* begin *

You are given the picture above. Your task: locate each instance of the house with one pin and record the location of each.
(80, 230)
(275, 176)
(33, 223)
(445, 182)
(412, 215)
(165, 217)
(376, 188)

* end *

Rewrite the entries above, changing "house" to "building" and leaving everything else untouched.

You are given the picture above. Your task: locate each instance of the building with one pin and record the location of each.
(80, 230)
(275, 176)
(33, 223)
(445, 182)
(412, 215)
(165, 217)
(376, 188)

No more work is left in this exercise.